Exercise directions >> Identify every line in the listing below that contains the word "clear" and copy each of those lines.
═══ Records to use
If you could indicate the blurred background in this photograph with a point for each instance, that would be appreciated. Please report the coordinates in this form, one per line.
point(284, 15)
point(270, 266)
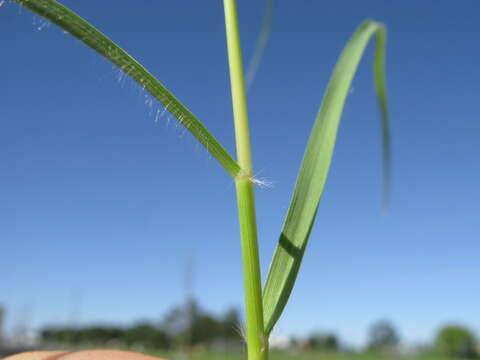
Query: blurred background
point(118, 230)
══════
═══ Records to use
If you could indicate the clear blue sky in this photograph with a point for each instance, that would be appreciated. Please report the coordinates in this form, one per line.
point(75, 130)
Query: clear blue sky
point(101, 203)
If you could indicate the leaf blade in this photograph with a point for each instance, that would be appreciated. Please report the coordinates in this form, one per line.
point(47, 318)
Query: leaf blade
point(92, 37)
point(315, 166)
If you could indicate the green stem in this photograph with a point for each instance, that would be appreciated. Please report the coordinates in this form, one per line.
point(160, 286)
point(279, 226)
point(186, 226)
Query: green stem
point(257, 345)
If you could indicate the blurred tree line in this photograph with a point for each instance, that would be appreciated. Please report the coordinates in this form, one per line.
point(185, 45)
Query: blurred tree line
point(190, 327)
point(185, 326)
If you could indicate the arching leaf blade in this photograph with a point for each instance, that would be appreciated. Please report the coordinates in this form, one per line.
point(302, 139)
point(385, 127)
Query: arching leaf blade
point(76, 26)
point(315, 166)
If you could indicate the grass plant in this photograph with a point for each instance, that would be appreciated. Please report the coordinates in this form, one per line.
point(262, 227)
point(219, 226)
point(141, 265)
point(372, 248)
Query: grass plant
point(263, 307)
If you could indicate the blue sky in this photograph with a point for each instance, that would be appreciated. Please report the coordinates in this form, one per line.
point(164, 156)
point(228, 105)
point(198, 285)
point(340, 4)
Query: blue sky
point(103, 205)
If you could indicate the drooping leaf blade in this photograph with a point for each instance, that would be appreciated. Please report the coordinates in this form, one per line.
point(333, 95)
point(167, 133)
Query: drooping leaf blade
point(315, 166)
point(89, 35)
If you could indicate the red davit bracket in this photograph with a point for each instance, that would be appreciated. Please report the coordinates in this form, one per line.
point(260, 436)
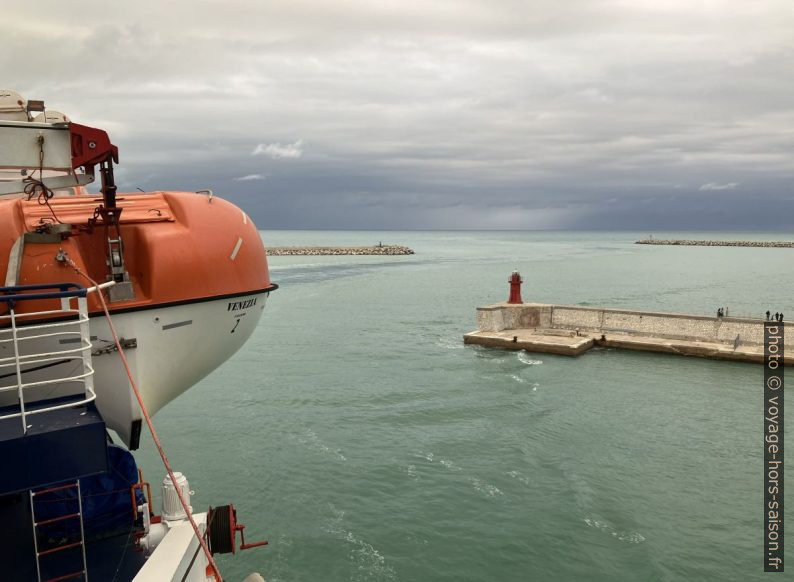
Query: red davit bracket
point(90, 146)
══════
Worked solution >>
If you could indicate the clear blue sky in this photograph with a point for each instance, that would be appreciated. Please report the coordinates in this form, one per line.
Query: clear blue sky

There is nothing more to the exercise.